=== MATERIAL FOR THIS EXERCISE ===

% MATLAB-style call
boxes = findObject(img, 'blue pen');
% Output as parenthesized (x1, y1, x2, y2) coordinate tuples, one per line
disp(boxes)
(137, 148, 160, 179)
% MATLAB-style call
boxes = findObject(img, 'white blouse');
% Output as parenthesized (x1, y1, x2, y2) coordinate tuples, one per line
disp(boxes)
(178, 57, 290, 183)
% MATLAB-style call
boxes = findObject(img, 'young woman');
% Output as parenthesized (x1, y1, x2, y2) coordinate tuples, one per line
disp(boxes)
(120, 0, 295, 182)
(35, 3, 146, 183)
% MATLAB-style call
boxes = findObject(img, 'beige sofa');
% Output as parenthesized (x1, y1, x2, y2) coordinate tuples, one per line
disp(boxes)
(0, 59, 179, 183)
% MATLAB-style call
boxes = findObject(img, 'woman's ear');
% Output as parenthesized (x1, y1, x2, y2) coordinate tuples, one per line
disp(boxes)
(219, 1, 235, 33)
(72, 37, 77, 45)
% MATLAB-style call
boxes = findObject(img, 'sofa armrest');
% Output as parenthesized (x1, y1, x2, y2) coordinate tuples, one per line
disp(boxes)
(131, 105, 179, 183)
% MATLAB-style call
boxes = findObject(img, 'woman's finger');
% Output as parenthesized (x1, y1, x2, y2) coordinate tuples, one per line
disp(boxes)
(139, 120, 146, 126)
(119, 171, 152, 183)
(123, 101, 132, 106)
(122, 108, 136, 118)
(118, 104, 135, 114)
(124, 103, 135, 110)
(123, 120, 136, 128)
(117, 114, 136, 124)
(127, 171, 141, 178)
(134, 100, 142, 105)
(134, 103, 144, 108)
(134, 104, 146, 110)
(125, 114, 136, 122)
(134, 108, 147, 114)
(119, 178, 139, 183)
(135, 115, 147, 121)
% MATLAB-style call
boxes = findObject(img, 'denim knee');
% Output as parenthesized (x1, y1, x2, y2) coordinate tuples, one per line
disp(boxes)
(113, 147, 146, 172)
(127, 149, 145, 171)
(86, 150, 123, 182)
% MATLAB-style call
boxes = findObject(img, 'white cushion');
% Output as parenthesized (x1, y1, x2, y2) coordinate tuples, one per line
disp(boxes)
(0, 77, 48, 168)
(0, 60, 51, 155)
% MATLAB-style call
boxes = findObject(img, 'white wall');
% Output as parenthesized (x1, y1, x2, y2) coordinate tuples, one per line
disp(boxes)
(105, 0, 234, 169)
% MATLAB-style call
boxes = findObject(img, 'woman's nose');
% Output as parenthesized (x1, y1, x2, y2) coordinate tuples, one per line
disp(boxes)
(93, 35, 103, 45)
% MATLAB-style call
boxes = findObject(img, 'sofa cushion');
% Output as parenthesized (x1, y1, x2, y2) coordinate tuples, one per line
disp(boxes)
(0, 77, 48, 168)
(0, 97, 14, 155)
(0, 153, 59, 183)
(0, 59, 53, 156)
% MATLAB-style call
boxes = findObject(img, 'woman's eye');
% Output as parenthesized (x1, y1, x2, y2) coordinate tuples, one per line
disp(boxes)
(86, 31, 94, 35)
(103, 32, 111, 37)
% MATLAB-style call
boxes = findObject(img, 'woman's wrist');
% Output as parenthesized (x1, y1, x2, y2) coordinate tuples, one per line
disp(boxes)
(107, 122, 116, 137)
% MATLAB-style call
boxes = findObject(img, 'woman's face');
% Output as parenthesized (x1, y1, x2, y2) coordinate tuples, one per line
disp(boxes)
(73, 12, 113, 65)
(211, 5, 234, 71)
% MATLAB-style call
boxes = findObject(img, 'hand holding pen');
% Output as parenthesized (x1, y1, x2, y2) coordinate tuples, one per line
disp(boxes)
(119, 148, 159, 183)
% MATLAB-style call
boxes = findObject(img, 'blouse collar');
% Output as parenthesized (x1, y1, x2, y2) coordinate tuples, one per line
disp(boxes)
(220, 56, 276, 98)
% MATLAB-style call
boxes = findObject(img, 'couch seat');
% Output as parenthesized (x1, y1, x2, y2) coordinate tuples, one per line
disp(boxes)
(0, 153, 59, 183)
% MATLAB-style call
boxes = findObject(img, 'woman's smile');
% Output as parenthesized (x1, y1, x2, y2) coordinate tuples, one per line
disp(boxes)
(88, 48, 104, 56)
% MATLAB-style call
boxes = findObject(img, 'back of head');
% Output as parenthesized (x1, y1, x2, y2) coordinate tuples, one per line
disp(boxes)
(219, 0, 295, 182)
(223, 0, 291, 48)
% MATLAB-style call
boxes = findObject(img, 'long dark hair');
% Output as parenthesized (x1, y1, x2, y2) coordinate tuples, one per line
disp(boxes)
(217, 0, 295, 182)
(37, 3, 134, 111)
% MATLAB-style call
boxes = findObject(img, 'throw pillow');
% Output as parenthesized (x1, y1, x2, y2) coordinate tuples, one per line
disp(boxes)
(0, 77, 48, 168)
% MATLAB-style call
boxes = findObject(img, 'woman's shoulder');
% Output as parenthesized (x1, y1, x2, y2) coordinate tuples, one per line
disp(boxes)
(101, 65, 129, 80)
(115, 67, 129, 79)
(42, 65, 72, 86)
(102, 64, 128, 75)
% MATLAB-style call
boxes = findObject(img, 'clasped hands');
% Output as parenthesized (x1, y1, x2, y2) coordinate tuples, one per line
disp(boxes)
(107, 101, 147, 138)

===

REQUIREMENT –
Retype all of the entries precisely as they are.

ANSWER FOR THE TASK –
% MATLAB-style call
boxes = findObject(img, 'blue pen');
% Output as parenthesized (x1, y1, x2, y2) coordinate tuples, one per line
disp(boxes)
(137, 148, 160, 179)
% MATLAB-style call
boxes = findObject(img, 'white blouse');
% Output as parenthesized (x1, y1, x2, y2) coordinate tuples, one per line
disp(boxes)
(178, 57, 290, 183)
% MATLAB-style call
boxes = findObject(img, 'young woman');
% Output as parenthesized (x1, y1, x2, y2) coordinate tuples, one per line
disp(boxes)
(120, 0, 295, 182)
(35, 3, 146, 183)
% MATLAB-style call
boxes = findObject(img, 'beige sofa');
% Output as parenthesized (x1, y1, x2, y2) coordinate tuples, one per line
disp(boxes)
(0, 59, 179, 183)
% MATLAB-style call
boxes = findObject(img, 'woman's ear');
% Output as parenthesized (x1, y1, x2, y2) coordinate tuples, one per line
disp(boxes)
(219, 1, 235, 33)
(72, 37, 77, 45)
% MATLAB-style call
boxes = findObject(img, 'sofa armrest');
% Output as parenthesized (x1, y1, x2, y2) coordinate tuples, one per line
disp(boxes)
(131, 105, 179, 183)
% MATLAB-style call
boxes = findObject(img, 'woman's finger');
% Output as parenthesized (x1, y1, x2, y2) coordinate tuples, one per line
disp(boxes)
(139, 120, 146, 126)
(119, 171, 152, 183)
(123, 101, 132, 106)
(122, 108, 136, 118)
(118, 104, 135, 114)
(124, 103, 135, 110)
(123, 120, 136, 128)
(117, 114, 136, 124)
(127, 171, 141, 178)
(134, 100, 142, 105)
(134, 103, 144, 108)
(134, 104, 146, 110)
(125, 114, 136, 122)
(134, 108, 147, 114)
(119, 178, 139, 183)
(135, 115, 147, 121)
% MATLAB-style call
boxes = findObject(img, 'denim knee');
% Output as parenthesized (x1, y1, x2, y2) coordinate tuples, one per line
disp(boxes)
(113, 147, 146, 172)
(127, 149, 145, 171)
(86, 150, 123, 182)
% MATLAB-style call
boxes = findObject(img, 'white cushion');
% Output as parenthesized (x1, y1, x2, y2) coordinate tuples, one per line
disp(boxes)
(0, 77, 48, 168)
(0, 60, 51, 155)
% MATLAB-style call
boxes = findObject(img, 'white wall');
% Output as parenthesized (x1, y1, x2, y2) coordinate tuples, one per line
disp(boxes)
(105, 0, 234, 169)
% MATLAB-style call
boxes = findObject(img, 'woman's nose');
% Output as parenthesized (x1, y1, x2, y2) coordinate tuples, one per line
disp(boxes)
(93, 35, 103, 45)
% MATLAB-style call
boxes = findObject(img, 'sofa cushion');
% Output as parenthesized (x1, y1, x2, y2) coordinate tuples, one per line
disp(boxes)
(0, 77, 48, 168)
(0, 97, 14, 155)
(0, 153, 59, 183)
(0, 59, 53, 156)
% MATLAB-style call
boxes = findObject(img, 'woman's eye');
% Output as parenthesized (x1, y1, x2, y2) coordinate tuples, one per line
disp(boxes)
(86, 31, 94, 35)
(103, 32, 111, 37)
% MATLAB-style call
boxes = findObject(img, 'woman's wrist');
% Output as parenthesized (x1, y1, x2, y2) coordinate tuples, one per line
disp(boxes)
(107, 122, 116, 137)
% MATLAB-style call
boxes = findObject(img, 'woman's face');
% Output as parenthesized (x1, y1, x2, y2) coordinate tuples, one per line
disp(boxes)
(73, 12, 113, 65)
(211, 5, 234, 71)
% MATLAB-style call
boxes = findObject(img, 'hand holding pen');
% Output as parenthesized (x1, y1, x2, y2) coordinate tuples, one per line
disp(boxes)
(119, 148, 159, 183)
% MATLAB-style call
boxes = findObject(img, 'blouse collar');
% Output as parenthesized (x1, y1, x2, y2) coordinate tuples, one per line
disp(boxes)
(220, 56, 276, 98)
% MATLAB-style call
boxes = findObject(img, 'couch seat');
% Output as parenthesized (x1, y1, x2, y2) coordinate tuples, one per line
disp(boxes)
(0, 153, 59, 183)
% MATLAB-style call
boxes = findObject(img, 'woman's smile');
% Output as parenthesized (x1, y1, x2, y2) coordinate tuples, one per line
disp(boxes)
(88, 48, 104, 56)
% MATLAB-style call
boxes = findObject(img, 'back of head');
% Output as parenthesized (x1, y1, x2, y2) coordinate tuples, one per line
disp(boxes)
(219, 0, 295, 182)
(223, 0, 291, 48)
% MATLAB-style call
boxes = findObject(img, 'long dark hair');
% Output as parenthesized (x1, y1, x2, y2) coordinate tuples, one per line
disp(boxes)
(217, 0, 295, 182)
(37, 3, 134, 111)
% MATLAB-style call
boxes = findObject(img, 'throw pillow');
% Output as parenthesized (x1, y1, x2, y2) coordinate tuples, one per line
disp(boxes)
(0, 77, 48, 168)
% MATLAB-style call
boxes = findObject(img, 'woman's shoulder');
% Output as parenthesized (x1, y1, x2, y2) coordinate tuples, one per line
disp(boxes)
(101, 65, 129, 80)
(115, 67, 129, 79)
(42, 65, 72, 86)
(102, 64, 128, 75)
% MATLAB-style call
boxes = findObject(img, 'clasped hands');
% Output as parenthesized (x1, y1, x2, y2) coordinate tuples, one per line
disp(boxes)
(107, 101, 147, 138)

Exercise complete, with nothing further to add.